> [STORED ROWS]:
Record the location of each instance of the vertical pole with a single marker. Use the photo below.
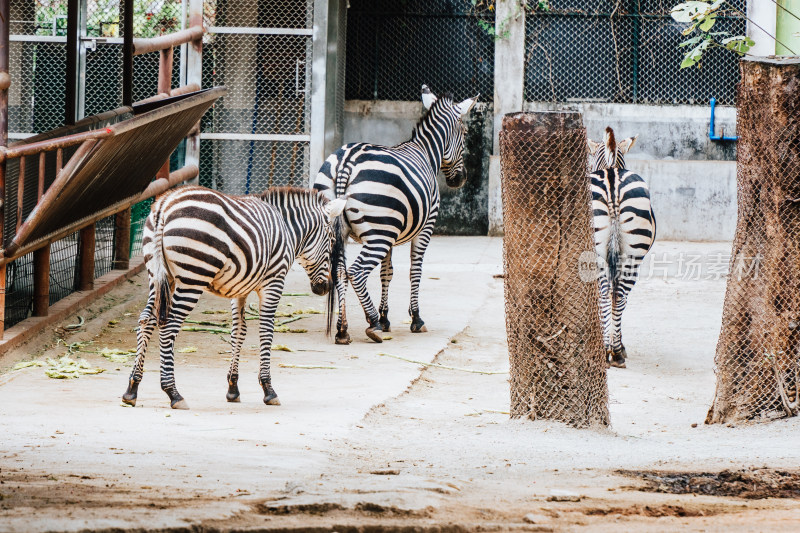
(509, 88)
(319, 76)
(41, 281)
(122, 240)
(86, 254)
(164, 86)
(71, 81)
(194, 74)
(5, 83)
(127, 53)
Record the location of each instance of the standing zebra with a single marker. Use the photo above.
(624, 231)
(196, 239)
(393, 198)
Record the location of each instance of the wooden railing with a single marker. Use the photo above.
(163, 180)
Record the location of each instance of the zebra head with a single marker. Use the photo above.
(316, 243)
(442, 132)
(609, 153)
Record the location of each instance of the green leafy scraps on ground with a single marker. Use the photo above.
(65, 367)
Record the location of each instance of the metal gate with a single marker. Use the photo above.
(259, 135)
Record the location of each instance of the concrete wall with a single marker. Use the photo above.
(692, 179)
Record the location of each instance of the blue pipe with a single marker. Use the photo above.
(711, 128)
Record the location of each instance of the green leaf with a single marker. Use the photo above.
(708, 23)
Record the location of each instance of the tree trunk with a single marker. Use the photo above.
(552, 318)
(757, 353)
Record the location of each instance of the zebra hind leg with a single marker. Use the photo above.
(147, 324)
(387, 271)
(184, 300)
(238, 332)
(342, 337)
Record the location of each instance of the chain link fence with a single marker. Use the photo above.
(395, 47)
(258, 135)
(757, 359)
(555, 342)
(623, 51)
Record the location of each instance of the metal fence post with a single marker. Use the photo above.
(5, 83)
(194, 75)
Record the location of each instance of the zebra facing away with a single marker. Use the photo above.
(624, 231)
(197, 239)
(393, 198)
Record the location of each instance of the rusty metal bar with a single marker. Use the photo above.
(40, 190)
(164, 86)
(154, 44)
(20, 191)
(54, 144)
(5, 22)
(86, 258)
(41, 281)
(185, 89)
(122, 240)
(71, 78)
(127, 52)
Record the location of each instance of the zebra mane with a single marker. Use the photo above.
(285, 193)
(446, 98)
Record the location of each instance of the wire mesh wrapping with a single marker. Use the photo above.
(758, 352)
(623, 51)
(555, 343)
(395, 47)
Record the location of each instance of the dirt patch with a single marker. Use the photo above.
(654, 511)
(750, 484)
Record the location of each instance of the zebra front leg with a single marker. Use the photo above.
(269, 297)
(387, 271)
(238, 332)
(183, 300)
(418, 247)
(371, 254)
(342, 337)
(147, 323)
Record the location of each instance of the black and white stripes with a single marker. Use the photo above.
(393, 198)
(625, 228)
(197, 239)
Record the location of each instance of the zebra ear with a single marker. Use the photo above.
(428, 98)
(465, 106)
(627, 144)
(336, 207)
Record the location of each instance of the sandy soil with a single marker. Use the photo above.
(377, 443)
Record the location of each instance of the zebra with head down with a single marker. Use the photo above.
(624, 231)
(393, 198)
(196, 239)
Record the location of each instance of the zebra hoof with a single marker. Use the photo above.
(375, 334)
(130, 395)
(179, 404)
(272, 399)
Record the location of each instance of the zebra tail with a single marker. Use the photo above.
(337, 258)
(613, 253)
(160, 273)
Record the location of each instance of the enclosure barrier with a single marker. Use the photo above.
(758, 352)
(84, 176)
(555, 343)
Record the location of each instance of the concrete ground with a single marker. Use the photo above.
(379, 443)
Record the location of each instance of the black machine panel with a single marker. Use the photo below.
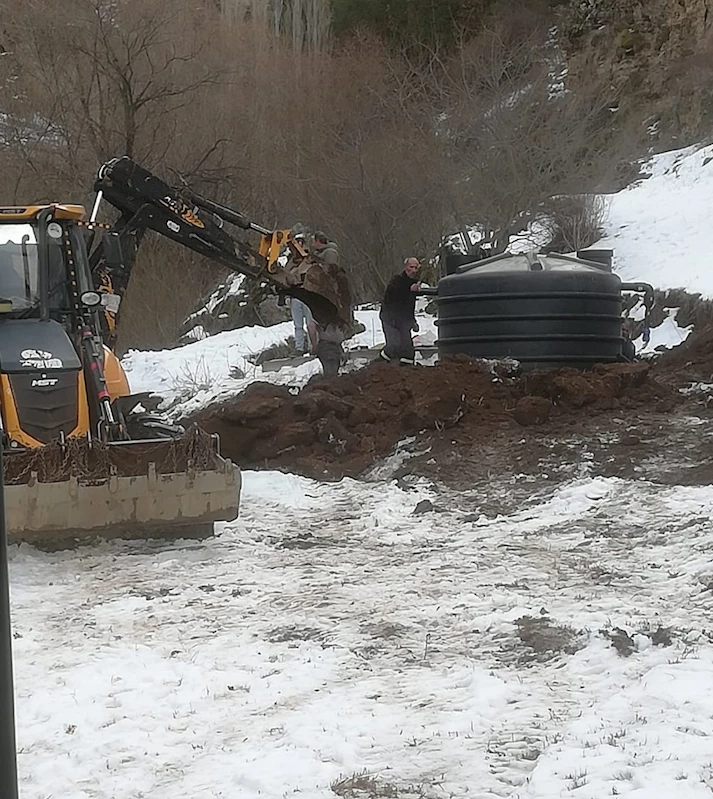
(47, 403)
(30, 345)
(43, 367)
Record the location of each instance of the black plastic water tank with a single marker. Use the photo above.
(603, 257)
(552, 310)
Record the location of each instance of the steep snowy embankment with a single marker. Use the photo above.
(660, 227)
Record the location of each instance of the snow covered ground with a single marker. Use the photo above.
(563, 650)
(214, 368)
(660, 227)
(331, 631)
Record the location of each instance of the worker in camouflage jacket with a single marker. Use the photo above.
(398, 314)
(329, 337)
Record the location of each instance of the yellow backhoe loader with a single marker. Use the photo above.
(82, 455)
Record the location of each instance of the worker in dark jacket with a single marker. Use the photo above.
(398, 314)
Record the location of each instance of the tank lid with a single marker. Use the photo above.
(530, 262)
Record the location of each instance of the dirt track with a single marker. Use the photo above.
(471, 419)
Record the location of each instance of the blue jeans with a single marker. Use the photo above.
(301, 317)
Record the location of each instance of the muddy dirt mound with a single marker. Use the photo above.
(341, 426)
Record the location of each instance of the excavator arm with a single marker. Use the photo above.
(145, 202)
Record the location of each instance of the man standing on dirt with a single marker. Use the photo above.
(330, 336)
(398, 314)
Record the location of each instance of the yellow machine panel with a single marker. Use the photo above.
(11, 417)
(25, 212)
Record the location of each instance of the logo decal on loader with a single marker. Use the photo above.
(39, 359)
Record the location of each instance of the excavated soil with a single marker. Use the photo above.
(462, 419)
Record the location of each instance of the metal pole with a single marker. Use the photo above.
(8, 744)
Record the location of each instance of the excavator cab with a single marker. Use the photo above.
(82, 456)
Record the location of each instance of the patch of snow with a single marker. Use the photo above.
(331, 631)
(660, 228)
(667, 335)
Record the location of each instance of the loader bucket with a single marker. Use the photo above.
(60, 494)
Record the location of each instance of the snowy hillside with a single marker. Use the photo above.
(541, 632)
(193, 376)
(660, 227)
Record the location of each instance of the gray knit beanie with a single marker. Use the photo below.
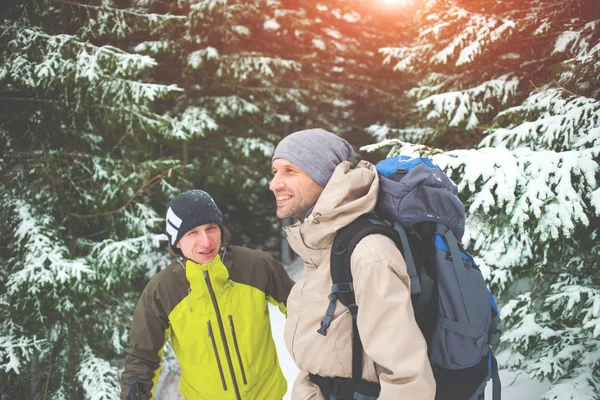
(315, 151)
(189, 210)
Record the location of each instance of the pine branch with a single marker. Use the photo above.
(149, 184)
(128, 12)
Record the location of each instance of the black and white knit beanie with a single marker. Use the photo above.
(189, 210)
(315, 151)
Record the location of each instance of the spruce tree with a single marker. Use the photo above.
(82, 180)
(522, 79)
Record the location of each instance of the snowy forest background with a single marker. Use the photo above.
(111, 107)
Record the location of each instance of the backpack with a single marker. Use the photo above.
(419, 209)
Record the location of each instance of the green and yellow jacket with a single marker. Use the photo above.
(216, 316)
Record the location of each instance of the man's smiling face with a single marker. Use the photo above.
(295, 191)
(201, 244)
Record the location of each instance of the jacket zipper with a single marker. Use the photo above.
(237, 350)
(222, 330)
(212, 339)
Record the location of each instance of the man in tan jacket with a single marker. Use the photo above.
(313, 183)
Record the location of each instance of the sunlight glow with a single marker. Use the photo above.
(395, 2)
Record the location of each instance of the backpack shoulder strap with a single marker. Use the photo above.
(346, 241)
(342, 288)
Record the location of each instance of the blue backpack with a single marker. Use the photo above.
(418, 207)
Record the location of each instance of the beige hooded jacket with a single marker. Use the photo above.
(395, 350)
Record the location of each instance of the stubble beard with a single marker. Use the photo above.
(293, 211)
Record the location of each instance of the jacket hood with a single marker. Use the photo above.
(349, 194)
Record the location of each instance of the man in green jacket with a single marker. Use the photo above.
(212, 303)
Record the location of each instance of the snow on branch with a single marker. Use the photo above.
(478, 31)
(233, 106)
(103, 21)
(242, 66)
(551, 121)
(462, 108)
(45, 264)
(415, 135)
(99, 379)
(15, 347)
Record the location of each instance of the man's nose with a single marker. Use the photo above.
(204, 239)
(276, 184)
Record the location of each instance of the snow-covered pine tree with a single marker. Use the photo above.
(256, 70)
(82, 176)
(525, 75)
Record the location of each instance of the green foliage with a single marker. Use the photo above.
(81, 183)
(523, 76)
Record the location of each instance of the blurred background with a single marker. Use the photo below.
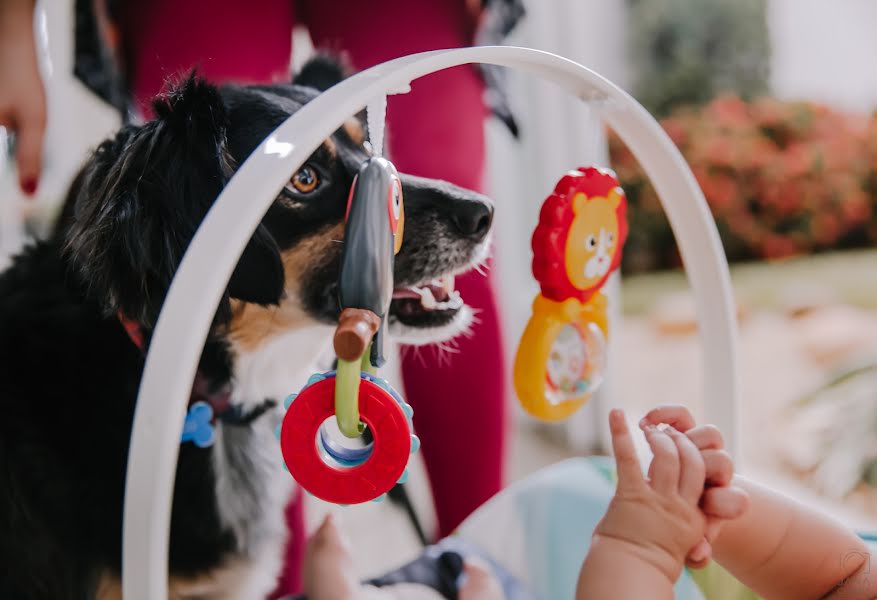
(772, 104)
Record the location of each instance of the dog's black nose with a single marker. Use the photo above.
(473, 218)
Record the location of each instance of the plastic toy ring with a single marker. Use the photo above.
(342, 475)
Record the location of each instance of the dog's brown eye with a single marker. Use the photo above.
(305, 180)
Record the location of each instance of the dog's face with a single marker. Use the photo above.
(140, 199)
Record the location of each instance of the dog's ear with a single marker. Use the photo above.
(321, 72)
(143, 196)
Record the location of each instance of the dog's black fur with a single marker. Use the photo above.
(69, 373)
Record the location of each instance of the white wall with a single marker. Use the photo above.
(825, 50)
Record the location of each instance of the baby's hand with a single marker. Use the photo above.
(720, 501)
(655, 520)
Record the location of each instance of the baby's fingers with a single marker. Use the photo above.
(719, 467)
(678, 417)
(706, 437)
(692, 471)
(724, 502)
(664, 470)
(626, 462)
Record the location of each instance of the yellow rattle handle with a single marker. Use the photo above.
(561, 356)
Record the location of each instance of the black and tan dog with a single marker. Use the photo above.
(69, 371)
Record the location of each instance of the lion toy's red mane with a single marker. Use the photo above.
(555, 219)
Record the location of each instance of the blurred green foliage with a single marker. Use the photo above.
(689, 51)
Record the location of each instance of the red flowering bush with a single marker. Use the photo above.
(781, 178)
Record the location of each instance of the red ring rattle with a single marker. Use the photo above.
(311, 463)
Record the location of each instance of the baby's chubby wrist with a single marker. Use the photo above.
(637, 556)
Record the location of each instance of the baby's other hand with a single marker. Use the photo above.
(657, 520)
(721, 501)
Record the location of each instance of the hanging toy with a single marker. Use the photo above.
(353, 394)
(577, 245)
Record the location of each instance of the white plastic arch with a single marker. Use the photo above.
(207, 265)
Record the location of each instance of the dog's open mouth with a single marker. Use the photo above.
(429, 304)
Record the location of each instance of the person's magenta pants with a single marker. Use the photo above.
(434, 131)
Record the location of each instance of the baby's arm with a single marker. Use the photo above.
(779, 547)
(639, 546)
(782, 549)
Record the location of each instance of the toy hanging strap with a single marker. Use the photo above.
(376, 117)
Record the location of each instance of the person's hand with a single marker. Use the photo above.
(657, 519)
(22, 98)
(720, 500)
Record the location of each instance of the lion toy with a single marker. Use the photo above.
(576, 246)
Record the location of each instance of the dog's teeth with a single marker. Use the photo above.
(448, 284)
(453, 303)
(427, 300)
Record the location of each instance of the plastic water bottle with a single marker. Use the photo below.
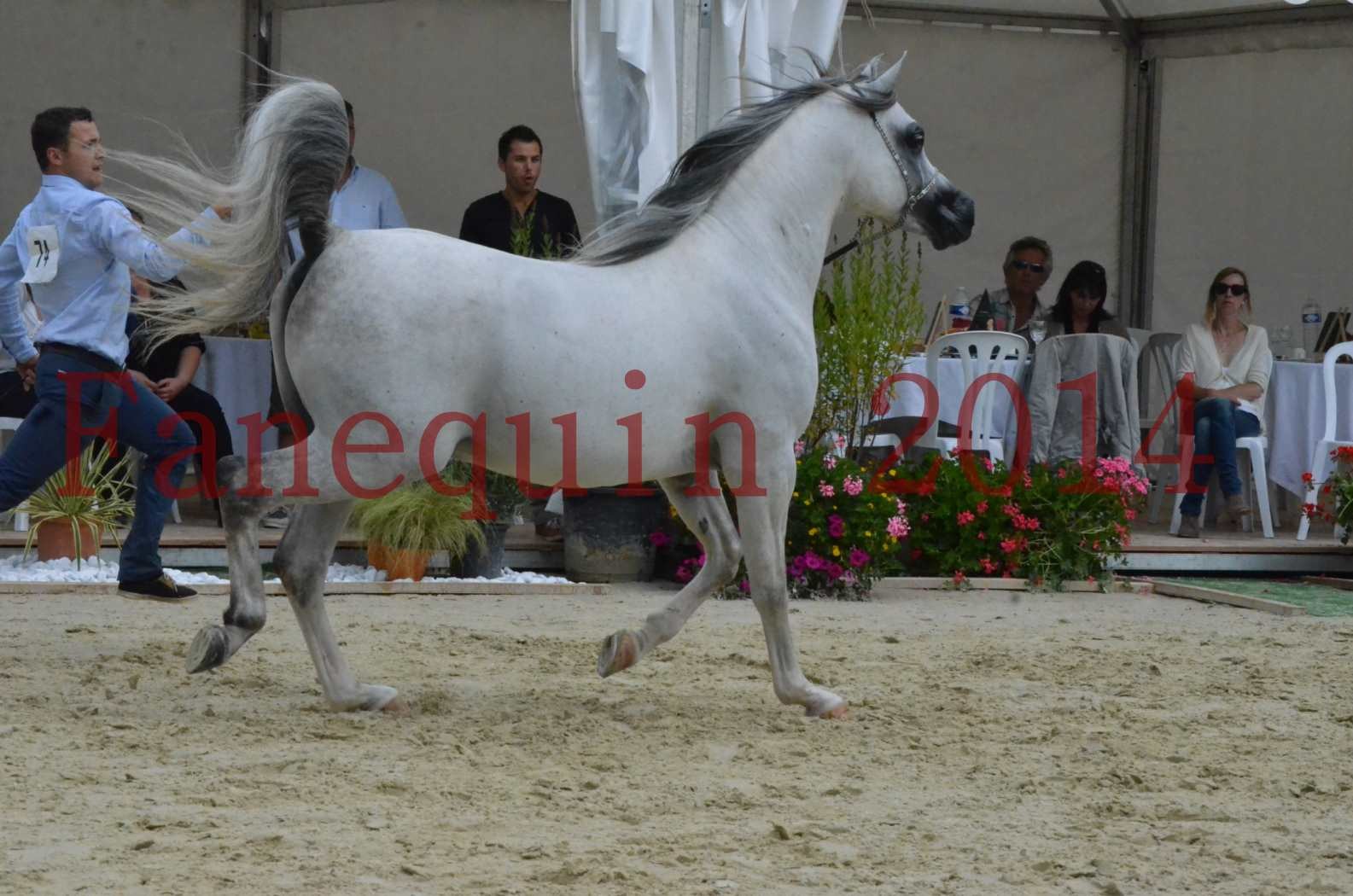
(959, 311)
(1310, 327)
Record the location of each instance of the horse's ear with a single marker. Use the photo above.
(886, 81)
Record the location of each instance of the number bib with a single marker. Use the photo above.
(44, 254)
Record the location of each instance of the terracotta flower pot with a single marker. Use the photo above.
(398, 565)
(57, 542)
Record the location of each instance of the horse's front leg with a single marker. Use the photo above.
(303, 558)
(248, 612)
(708, 517)
(763, 520)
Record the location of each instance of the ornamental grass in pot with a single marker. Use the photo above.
(68, 519)
(506, 501)
(411, 523)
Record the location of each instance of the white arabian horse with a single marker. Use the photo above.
(697, 307)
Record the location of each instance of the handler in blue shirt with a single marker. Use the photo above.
(73, 247)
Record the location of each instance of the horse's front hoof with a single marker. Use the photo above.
(397, 708)
(379, 697)
(619, 653)
(210, 649)
(825, 704)
(835, 713)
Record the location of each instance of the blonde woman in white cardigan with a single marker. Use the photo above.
(1230, 362)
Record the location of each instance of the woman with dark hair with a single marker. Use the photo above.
(1080, 304)
(1228, 362)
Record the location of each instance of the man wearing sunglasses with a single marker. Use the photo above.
(1029, 263)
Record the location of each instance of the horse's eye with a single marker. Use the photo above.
(913, 137)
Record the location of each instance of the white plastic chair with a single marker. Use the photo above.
(1156, 382)
(1140, 337)
(980, 352)
(1321, 463)
(1256, 448)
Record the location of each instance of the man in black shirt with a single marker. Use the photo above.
(522, 218)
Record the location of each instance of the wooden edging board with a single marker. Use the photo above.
(1344, 585)
(984, 584)
(1230, 598)
(332, 589)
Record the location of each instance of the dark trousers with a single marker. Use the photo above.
(133, 415)
(196, 401)
(15, 401)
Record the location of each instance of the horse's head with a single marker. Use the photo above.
(895, 179)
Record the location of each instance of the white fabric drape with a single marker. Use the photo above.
(628, 75)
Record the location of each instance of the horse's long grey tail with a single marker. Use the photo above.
(289, 163)
(282, 300)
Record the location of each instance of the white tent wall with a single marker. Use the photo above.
(436, 81)
(1255, 171)
(1026, 122)
(140, 65)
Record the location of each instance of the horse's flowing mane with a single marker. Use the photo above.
(703, 170)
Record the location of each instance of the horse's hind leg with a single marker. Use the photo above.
(214, 644)
(763, 521)
(708, 517)
(302, 559)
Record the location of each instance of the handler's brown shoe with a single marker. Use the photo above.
(159, 589)
(1188, 528)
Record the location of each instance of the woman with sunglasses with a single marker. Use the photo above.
(1029, 263)
(1223, 366)
(1080, 304)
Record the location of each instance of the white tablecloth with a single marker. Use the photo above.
(238, 372)
(1294, 409)
(911, 402)
(1295, 417)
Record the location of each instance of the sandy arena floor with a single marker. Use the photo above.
(1052, 745)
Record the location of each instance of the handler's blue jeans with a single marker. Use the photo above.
(1216, 425)
(138, 418)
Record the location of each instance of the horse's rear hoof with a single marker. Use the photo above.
(374, 697)
(208, 649)
(619, 653)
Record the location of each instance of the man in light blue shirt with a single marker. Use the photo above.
(73, 247)
(364, 199)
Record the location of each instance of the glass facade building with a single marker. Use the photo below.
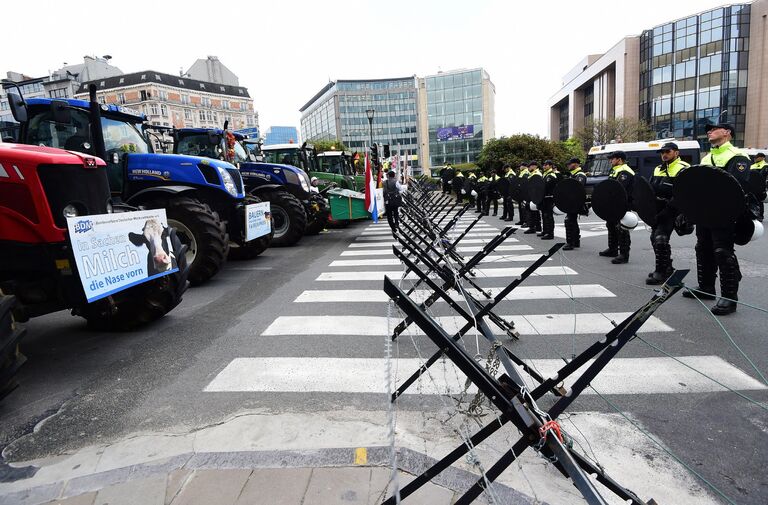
(694, 71)
(338, 111)
(455, 116)
(281, 135)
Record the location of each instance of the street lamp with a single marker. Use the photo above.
(370, 113)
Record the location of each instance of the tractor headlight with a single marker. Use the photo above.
(69, 211)
(229, 183)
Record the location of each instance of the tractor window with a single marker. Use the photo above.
(122, 137)
(331, 164)
(283, 157)
(42, 130)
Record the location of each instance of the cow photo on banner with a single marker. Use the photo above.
(116, 251)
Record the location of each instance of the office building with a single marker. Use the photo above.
(281, 135)
(170, 100)
(456, 116)
(678, 77)
(338, 111)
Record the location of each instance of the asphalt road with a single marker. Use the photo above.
(208, 359)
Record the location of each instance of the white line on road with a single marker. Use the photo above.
(520, 293)
(388, 252)
(347, 375)
(531, 324)
(481, 272)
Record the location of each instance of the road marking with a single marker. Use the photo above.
(622, 376)
(481, 272)
(525, 324)
(560, 292)
(388, 252)
(470, 234)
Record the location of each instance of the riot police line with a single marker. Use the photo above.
(721, 199)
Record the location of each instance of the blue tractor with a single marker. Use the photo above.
(203, 198)
(296, 209)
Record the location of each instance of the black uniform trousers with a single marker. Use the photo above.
(714, 251)
(660, 235)
(393, 215)
(548, 216)
(572, 232)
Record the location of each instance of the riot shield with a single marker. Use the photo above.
(609, 201)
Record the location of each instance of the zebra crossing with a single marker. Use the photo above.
(542, 314)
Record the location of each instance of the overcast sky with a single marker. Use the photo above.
(286, 51)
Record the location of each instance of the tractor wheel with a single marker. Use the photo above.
(141, 304)
(10, 357)
(288, 218)
(318, 224)
(202, 231)
(256, 246)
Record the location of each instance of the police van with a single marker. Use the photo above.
(641, 157)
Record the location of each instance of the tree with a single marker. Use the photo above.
(523, 148)
(620, 129)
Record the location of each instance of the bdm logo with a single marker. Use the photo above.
(83, 226)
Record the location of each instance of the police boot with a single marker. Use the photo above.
(663, 262)
(523, 215)
(730, 275)
(613, 242)
(706, 269)
(624, 242)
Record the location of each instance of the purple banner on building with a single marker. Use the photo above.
(455, 133)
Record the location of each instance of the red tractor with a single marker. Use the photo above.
(40, 188)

> [EXERCISE AIM]: In the records above, locate the line that contains "Record the location of each instance of the police van". Repeat it and every line after it, exactly, and nothing else.

> [WRITTEN SOLUTION]:
Record the location of each instance of the police van with a single marker. Use the photo above.
(641, 157)
Record the location of each instance of the tree with a single marker. Use the photo above.
(523, 148)
(620, 129)
Record the location of each instance of the bdm logo with a single marker. Use the photo above.
(83, 226)
Record the location of each instance of the police boot with a single marker. Use the photo above.
(663, 262)
(523, 215)
(730, 275)
(613, 242)
(706, 269)
(624, 242)
Record the location of each instance of the purple banner on building with a single marker. Use the photo above.
(455, 133)
Record the location of each instance of the red tractor with a single marker. Use the photo above.
(40, 188)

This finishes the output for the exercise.